In the account of the narrator's marriages below, list each distinct length of time given with a number word.

>> start Supplied text

At that point, I did not need to tell him why I was so sad anymore. He saw it, first hand. Apparently, my husband did not know he was my brother even though he had seen his pictures many times. He felt he was probably some man, who I had spoken with about my ordeal in his hands the day before, and that he had come to console me.How absurd!
I did not sleep in that house that night and never went back. I started the divorce process and in the end got the custody of my two children. I moved on with life and got another banking job. I put my all in the job and determined to do all my best to raise my kids alone, not minding whether their father sent in upkeep allowance or not.
On his part, I was told that he brought in another woman about one month after that, probably to show me that he did not care whether I left him or not. But marriage, at that time, was the last thing in my dictionary; after all I had gone through in the hands of my first love.
Some of his friends came to tell me that he behaved the way he did because he was insecure and was always telling them that his wife was too beautiful to be left at the mercy of tigers in the name of men.
To cut the story short, after eight years of staying without a man in my life, and after series of talks that I should get married again, in line with the dictates of my religion and to be emotionally balanced, I gave in to the pressure of a man, who had been disturbing me for over one year.
He had a wife but told me that it would not affect our relationship and that she was already aware of his plans to take me for a wife and was in full support. I did not believe it at first until they started visiting me together.
I confided in my mother and one other friend because it was strange to me. But they said the woman was only trying to satisfy her husband and would rather have him bring in a good wife than threaten their union with dangerous relationships.
I agreed to marry him six months after he brought his wife to woo me, but declined to stay with them. I had my own apartment and was well paid. I rose fast to become a General Manager in my bank and left after about seven years to take up a United Nations appointment.
Marriage was easy for me at first because this new husband was not violent at all. He never hit me. He would come to my house for two weeks in a month and stay with the first wife for the remaining two weeks.

>> end Supplied text
>> start Entries

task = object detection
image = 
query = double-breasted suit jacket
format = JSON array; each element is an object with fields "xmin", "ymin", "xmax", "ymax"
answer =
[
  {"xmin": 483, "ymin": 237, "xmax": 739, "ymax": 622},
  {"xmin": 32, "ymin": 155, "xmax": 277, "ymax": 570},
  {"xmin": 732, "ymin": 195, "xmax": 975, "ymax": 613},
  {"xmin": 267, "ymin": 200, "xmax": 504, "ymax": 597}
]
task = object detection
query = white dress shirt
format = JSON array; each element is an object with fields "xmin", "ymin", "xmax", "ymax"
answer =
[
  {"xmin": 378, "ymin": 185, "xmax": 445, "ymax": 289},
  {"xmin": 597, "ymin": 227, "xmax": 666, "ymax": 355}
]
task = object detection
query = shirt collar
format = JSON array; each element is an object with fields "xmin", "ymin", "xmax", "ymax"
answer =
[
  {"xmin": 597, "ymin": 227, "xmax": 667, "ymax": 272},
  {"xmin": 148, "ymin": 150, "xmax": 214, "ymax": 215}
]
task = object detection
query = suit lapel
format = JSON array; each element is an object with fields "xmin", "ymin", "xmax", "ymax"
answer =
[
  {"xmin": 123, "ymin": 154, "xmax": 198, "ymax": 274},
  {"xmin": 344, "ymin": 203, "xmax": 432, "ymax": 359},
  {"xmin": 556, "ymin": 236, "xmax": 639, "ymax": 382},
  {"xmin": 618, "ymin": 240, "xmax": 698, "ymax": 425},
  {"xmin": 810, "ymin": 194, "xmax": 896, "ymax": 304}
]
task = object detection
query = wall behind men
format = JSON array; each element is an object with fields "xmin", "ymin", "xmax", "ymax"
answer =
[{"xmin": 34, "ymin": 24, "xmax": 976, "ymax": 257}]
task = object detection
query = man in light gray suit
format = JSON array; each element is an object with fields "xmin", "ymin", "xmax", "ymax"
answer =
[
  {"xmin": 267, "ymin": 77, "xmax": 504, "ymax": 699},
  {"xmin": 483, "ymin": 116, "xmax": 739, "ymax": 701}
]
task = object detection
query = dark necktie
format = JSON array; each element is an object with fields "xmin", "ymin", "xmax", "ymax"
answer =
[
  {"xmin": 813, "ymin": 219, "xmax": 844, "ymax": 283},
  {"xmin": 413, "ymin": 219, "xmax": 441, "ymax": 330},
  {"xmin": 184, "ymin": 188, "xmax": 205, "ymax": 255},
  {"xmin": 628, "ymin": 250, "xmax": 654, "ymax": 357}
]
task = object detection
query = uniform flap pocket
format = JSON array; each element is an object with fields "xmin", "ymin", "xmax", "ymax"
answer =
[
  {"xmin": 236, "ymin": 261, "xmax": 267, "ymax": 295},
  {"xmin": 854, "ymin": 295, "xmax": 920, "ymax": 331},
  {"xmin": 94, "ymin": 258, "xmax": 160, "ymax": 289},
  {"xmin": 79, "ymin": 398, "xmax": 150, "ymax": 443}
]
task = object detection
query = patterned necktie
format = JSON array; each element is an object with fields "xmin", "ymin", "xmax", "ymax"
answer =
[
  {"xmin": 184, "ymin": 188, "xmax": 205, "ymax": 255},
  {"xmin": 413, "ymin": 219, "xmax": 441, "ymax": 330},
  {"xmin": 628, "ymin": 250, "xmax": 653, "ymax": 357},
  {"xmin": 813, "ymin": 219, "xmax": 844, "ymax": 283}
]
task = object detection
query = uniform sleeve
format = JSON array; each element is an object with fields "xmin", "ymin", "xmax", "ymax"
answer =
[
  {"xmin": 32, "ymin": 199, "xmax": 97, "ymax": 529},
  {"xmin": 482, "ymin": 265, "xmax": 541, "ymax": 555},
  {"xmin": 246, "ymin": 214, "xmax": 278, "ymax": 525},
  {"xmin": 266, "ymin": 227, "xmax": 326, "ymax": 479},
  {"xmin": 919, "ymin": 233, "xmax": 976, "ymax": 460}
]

>> end Entries

■ Finished task
- about one month
- eight years
- over one year
- six months
- about seven years
- two weeks